Format every line of the items below as a JSON list of strings, one string per line, with blank lines left out. Leave the pictures out of the list.

━━━━━ Data listing

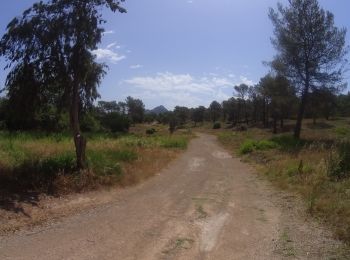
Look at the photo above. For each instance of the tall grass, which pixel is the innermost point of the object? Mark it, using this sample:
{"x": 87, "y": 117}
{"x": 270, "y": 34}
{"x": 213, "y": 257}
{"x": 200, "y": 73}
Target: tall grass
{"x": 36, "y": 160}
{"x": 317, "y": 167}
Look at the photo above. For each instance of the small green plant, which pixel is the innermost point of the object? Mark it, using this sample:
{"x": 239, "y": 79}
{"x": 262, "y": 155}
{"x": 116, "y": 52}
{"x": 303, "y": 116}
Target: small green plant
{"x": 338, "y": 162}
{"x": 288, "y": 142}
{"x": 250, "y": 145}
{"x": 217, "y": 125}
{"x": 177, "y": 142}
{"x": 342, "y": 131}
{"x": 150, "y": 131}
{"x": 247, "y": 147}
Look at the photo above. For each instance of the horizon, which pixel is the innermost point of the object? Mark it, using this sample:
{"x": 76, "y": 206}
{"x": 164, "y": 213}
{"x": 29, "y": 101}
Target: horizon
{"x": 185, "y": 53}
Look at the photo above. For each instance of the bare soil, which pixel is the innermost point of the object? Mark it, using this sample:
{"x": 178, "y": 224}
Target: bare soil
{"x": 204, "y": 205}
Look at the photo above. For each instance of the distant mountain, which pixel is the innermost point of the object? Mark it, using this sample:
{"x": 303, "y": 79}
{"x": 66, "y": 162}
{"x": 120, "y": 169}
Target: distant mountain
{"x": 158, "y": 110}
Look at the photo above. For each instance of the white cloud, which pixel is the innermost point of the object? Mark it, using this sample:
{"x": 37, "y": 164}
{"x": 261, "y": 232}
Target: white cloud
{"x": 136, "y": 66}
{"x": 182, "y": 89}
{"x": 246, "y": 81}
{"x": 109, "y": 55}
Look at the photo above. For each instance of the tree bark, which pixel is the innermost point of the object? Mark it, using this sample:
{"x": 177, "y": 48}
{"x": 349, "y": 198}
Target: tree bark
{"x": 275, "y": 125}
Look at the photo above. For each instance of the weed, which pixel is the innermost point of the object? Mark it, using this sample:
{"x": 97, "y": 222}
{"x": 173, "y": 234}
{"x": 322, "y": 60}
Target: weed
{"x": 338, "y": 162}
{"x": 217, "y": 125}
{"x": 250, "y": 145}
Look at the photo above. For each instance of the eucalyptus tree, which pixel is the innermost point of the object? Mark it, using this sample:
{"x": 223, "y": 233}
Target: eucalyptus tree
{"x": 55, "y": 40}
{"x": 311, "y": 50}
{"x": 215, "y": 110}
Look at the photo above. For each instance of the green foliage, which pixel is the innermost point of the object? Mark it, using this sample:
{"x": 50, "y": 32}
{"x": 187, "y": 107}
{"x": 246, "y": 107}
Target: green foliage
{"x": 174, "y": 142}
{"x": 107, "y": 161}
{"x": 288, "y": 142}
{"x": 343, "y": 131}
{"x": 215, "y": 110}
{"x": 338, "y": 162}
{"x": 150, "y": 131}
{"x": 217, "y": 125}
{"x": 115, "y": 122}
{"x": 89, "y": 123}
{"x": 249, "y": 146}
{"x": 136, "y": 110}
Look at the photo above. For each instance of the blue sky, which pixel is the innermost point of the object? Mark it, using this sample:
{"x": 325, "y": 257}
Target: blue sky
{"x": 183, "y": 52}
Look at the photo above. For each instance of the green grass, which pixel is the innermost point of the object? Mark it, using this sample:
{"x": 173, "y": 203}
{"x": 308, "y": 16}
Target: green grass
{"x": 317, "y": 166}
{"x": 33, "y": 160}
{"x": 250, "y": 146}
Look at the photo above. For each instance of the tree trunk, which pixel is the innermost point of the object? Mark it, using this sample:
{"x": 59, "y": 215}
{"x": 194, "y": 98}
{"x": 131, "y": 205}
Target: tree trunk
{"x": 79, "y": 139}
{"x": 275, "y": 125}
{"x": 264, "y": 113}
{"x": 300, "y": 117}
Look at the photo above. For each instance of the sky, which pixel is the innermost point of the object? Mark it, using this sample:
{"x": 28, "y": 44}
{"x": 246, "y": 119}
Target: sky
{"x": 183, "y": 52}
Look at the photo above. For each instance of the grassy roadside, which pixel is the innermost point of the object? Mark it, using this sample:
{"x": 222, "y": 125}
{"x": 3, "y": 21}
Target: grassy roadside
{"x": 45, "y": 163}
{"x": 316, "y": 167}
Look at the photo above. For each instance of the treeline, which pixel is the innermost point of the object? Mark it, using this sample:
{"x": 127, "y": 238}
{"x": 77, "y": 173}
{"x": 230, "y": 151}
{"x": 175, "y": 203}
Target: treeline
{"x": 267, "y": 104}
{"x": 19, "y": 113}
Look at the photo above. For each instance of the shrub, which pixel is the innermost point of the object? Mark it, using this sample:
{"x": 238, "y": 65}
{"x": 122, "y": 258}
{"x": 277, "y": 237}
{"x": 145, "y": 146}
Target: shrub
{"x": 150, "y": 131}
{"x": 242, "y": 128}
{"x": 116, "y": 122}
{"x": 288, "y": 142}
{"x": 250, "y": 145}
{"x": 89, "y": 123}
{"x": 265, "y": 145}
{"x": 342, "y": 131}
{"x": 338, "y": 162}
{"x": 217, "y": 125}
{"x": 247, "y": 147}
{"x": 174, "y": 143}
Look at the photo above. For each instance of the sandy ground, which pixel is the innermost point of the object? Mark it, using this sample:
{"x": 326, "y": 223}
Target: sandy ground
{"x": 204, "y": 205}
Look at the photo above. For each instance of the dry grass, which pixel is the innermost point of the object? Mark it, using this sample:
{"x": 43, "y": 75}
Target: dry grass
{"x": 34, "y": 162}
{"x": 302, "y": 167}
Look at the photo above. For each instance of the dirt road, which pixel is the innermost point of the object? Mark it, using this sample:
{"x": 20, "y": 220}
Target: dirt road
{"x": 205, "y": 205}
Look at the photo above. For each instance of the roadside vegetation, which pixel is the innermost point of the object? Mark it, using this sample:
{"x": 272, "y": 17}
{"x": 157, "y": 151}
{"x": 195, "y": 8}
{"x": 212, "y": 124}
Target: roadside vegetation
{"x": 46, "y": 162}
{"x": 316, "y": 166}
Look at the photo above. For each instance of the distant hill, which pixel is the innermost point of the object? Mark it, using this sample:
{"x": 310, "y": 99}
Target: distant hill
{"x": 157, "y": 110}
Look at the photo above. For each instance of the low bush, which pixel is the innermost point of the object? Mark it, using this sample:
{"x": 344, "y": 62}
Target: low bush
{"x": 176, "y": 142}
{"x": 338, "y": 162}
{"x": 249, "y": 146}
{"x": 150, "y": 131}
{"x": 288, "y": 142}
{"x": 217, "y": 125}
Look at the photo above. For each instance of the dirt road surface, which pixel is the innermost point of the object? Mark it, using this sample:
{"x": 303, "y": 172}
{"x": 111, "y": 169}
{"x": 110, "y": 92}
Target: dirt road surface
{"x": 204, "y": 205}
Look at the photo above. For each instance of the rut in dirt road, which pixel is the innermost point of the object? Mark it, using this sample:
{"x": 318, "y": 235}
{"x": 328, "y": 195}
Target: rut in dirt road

━━━━━━━━━━

Finished task:
[
  "Look at the photo above. For each instance of the tall grass, which pixel is the innermost point of the object? Mark it, using this sample:",
  "{\"x\": 87, \"y\": 117}",
  "{\"x\": 270, \"y\": 34}",
  "{\"x\": 213, \"y\": 257}",
  "{\"x\": 200, \"y\": 73}",
  "Target: tall grass",
  "{\"x\": 36, \"y\": 160}",
  "{\"x\": 317, \"y\": 167}",
  "Look at the photo above. For each instance of the small green plant, which pixel is the innermost point of the object? Mark it, using this sample:",
  "{\"x\": 239, \"y\": 79}",
  "{\"x\": 262, \"y\": 155}",
  "{\"x\": 116, \"y\": 52}",
  "{\"x\": 303, \"y\": 116}",
  "Target: small green plant",
  "{\"x\": 338, \"y\": 162}",
  "{\"x\": 288, \"y\": 142}",
  "{\"x\": 250, \"y\": 145}",
  "{\"x\": 217, \"y\": 125}",
  "{\"x\": 177, \"y\": 142}",
  "{\"x\": 342, \"y\": 131}",
  "{\"x\": 150, \"y\": 131}",
  "{\"x\": 247, \"y\": 147}",
  "Look at the photo above. For each instance of the horizon, which pixel is the innermost point of the object? Mark it, using this sample:",
  "{\"x\": 76, \"y\": 206}",
  "{\"x\": 164, \"y\": 213}",
  "{\"x\": 29, \"y\": 101}",
  "Target: horizon",
  "{\"x\": 185, \"y\": 53}",
  "Look at the photo above. For each instance of the bare soil, which pixel is the innermost point of the object? Mark it, using this sample:",
  "{\"x\": 178, \"y\": 224}",
  "Target: bare soil",
  "{\"x\": 204, \"y\": 205}",
  "Look at the photo above. For each instance of the distant mountain, which pixel is the innermost point of the object? Mark it, using this sample:",
  "{\"x\": 303, \"y\": 79}",
  "{\"x\": 66, \"y\": 162}",
  "{\"x\": 120, \"y\": 169}",
  "Target: distant mountain",
  "{\"x\": 158, \"y\": 110}",
  "Look at the photo above. For each instance of the white cloud, which pixel is the innermost point of the object? Mark it, using this sample:",
  "{\"x\": 37, \"y\": 164}",
  "{\"x\": 261, \"y\": 232}",
  "Target: white cloud",
  "{\"x\": 136, \"y\": 66}",
  "{\"x\": 182, \"y\": 89}",
  "{\"x\": 246, \"y\": 81}",
  "{\"x\": 109, \"y\": 55}",
  "Look at the photo above. For each instance of the tree bark, which pixel is the innermost point of the object? Mark it, using this sample:",
  "{\"x\": 177, \"y\": 48}",
  "{\"x\": 349, \"y\": 198}",
  "Target: tree bark",
  "{\"x\": 275, \"y\": 125}",
  "Look at the photo above. For each instance of the weed, which pixel is the innermost point of the object? Mark it, using this sample:",
  "{\"x\": 97, \"y\": 222}",
  "{\"x\": 173, \"y\": 234}",
  "{\"x\": 322, \"y\": 60}",
  "Target: weed",
  "{\"x\": 338, \"y\": 162}",
  "{\"x\": 217, \"y\": 125}",
  "{\"x\": 250, \"y\": 145}",
  "Look at the photo above. For each instance of the eucalyptus tree, which pixel is the innermost point of the object? Mark it, using this sample:",
  "{\"x\": 223, \"y\": 233}",
  "Target: eucalyptus tree",
  "{\"x\": 55, \"y\": 40}",
  "{\"x\": 311, \"y\": 50}",
  "{\"x\": 215, \"y\": 110}",
  "Look at the photo above. For each instance of the green foliage, which pixel is the innermost point of the object? Mark it, using this sample:",
  "{\"x\": 50, \"y\": 32}",
  "{\"x\": 187, \"y\": 107}",
  "{\"x\": 246, \"y\": 107}",
  "Target: green foliage",
  "{\"x\": 174, \"y\": 142}",
  "{\"x\": 107, \"y\": 161}",
  "{\"x\": 288, \"y\": 142}",
  "{\"x\": 343, \"y\": 131}",
  "{\"x\": 215, \"y\": 110}",
  "{\"x\": 338, \"y\": 162}",
  "{\"x\": 150, \"y\": 131}",
  "{\"x\": 217, \"y\": 125}",
  "{\"x\": 115, \"y\": 122}",
  "{\"x\": 89, \"y\": 123}",
  "{\"x\": 249, \"y\": 146}",
  "{\"x\": 136, \"y\": 110}",
  "Look at the photo above. For each instance of the blue sky, which pixel is the innermost point of the object? Mark it, using this sample:",
  "{\"x\": 325, \"y\": 257}",
  "Target: blue sky",
  "{\"x\": 183, \"y\": 52}",
  "Look at the photo above. For each instance of the green grass, which pixel is the innermost point of the object? Mark it, using this sample:",
  "{\"x\": 173, \"y\": 203}",
  "{\"x\": 308, \"y\": 16}",
  "Target: green grass",
  "{\"x\": 317, \"y\": 166}",
  "{\"x\": 33, \"y\": 160}",
  "{\"x\": 250, \"y\": 146}",
  "Look at the photo above. For each instance of the tree trunk, which pixel is the innermost point of the object? Mark it, using this sample:",
  "{\"x\": 59, \"y\": 215}",
  "{\"x\": 194, \"y\": 98}",
  "{\"x\": 131, \"y\": 205}",
  "Target: tree trunk",
  "{\"x\": 79, \"y\": 139}",
  "{\"x\": 275, \"y\": 125}",
  "{\"x\": 264, \"y\": 113}",
  "{\"x\": 300, \"y\": 117}",
  "Look at the photo above. For each instance of the sky, which pixel is the innermost point of the object? Mark it, using this sample:",
  "{\"x\": 28, \"y\": 44}",
  "{\"x\": 246, \"y\": 119}",
  "Target: sky",
  "{\"x\": 183, \"y\": 52}",
  "Look at the photo above. For each instance of the grassy roadside, which pixel is the innermost point of the object? Mark it, using this sample:",
  "{\"x\": 222, \"y\": 125}",
  "{\"x\": 3, \"y\": 21}",
  "Target: grassy roadside",
  "{\"x\": 45, \"y\": 163}",
  "{\"x\": 316, \"y\": 167}",
  "Look at the photo above. For each instance of the treeline, which pixel is the innermost point of the object? Mark it, using this sample:",
  "{\"x\": 127, \"y\": 238}",
  "{\"x\": 77, \"y\": 173}",
  "{\"x\": 230, \"y\": 151}",
  "{\"x\": 175, \"y\": 203}",
  "Target: treeline",
  "{\"x\": 267, \"y\": 104}",
  "{\"x\": 19, \"y\": 113}",
  "Look at the photo above. For each instance of the shrub, which pixel is the innermost point of the object? Mark it, using this sample:",
  "{\"x\": 238, \"y\": 65}",
  "{\"x\": 122, \"y\": 258}",
  "{\"x\": 277, \"y\": 237}",
  "{\"x\": 145, \"y\": 146}",
  "Target: shrub",
  "{\"x\": 150, \"y\": 131}",
  "{\"x\": 242, \"y\": 128}",
  "{\"x\": 116, \"y\": 122}",
  "{\"x\": 288, \"y\": 142}",
  "{\"x\": 250, \"y\": 145}",
  "{\"x\": 89, \"y\": 123}",
  "{\"x\": 265, \"y\": 145}",
  "{\"x\": 342, \"y\": 131}",
  "{\"x\": 338, \"y\": 162}",
  "{\"x\": 217, \"y\": 125}",
  "{\"x\": 247, \"y\": 147}",
  "{\"x\": 174, \"y\": 143}",
  "Look at the photo above. For each instance of the sandy ground, which pixel is the innermost point of the object? Mark it, using this sample:",
  "{\"x\": 326, \"y\": 223}",
  "Target: sandy ground",
  "{\"x\": 204, \"y\": 205}",
  "Look at the photo above. For each instance of the dry grass, which pixel is the innermost point of the object? Mark it, using this sample:",
  "{\"x\": 43, \"y\": 75}",
  "Target: dry grass",
  "{\"x\": 34, \"y\": 162}",
  "{\"x\": 302, \"y\": 167}",
  "Look at the photo above. For each instance of the dirt road, which pixel is the innermost point of the object? Mark it, using this sample:",
  "{\"x\": 20, \"y\": 220}",
  "Target: dirt road",
  "{\"x\": 205, \"y\": 205}",
  "Look at the photo above. For each instance of the roadside vegetation, which pixel is the innermost point of the object? Mark it, using this sample:",
  "{\"x\": 272, \"y\": 17}",
  "{\"x\": 157, \"y\": 151}",
  "{\"x\": 195, \"y\": 8}",
  "{\"x\": 212, \"y\": 124}",
  "Target: roadside vegetation",
  "{\"x\": 46, \"y\": 162}",
  "{\"x\": 316, \"y\": 166}",
  "Look at the photo above. For each instance of the distant hill, which pixel is the innermost point of the object? Mark it, using this sample:",
  "{\"x\": 310, \"y\": 99}",
  "Target: distant hill",
  "{\"x\": 157, \"y\": 110}",
  "Look at the photo above. For each instance of the low bush, which pixel is the innermost point of the object? Mark it, using this sample:",
  "{\"x\": 344, \"y\": 62}",
  "Target: low bush",
  "{\"x\": 176, \"y\": 142}",
  "{\"x\": 338, \"y\": 162}",
  "{\"x\": 249, \"y\": 146}",
  "{\"x\": 150, \"y\": 131}",
  "{\"x\": 288, \"y\": 142}",
  "{\"x\": 217, \"y\": 125}",
  "Look at the photo above. For each instance of the dirt road surface, which pixel is the innermost point of the object? Mark it, using this sample:",
  "{\"x\": 303, \"y\": 172}",
  "{\"x\": 111, \"y\": 169}",
  "{\"x\": 110, \"y\": 92}",
  "Target: dirt road surface",
  "{\"x\": 204, \"y\": 205}",
  "Look at the photo above. For each instance of the rut in dirt road, which pixel is the innermost point of the object? Mark it, using this sample:",
  "{\"x\": 318, \"y\": 235}",
  "{\"x\": 328, \"y\": 195}",
  "Target: rut in dirt road"
]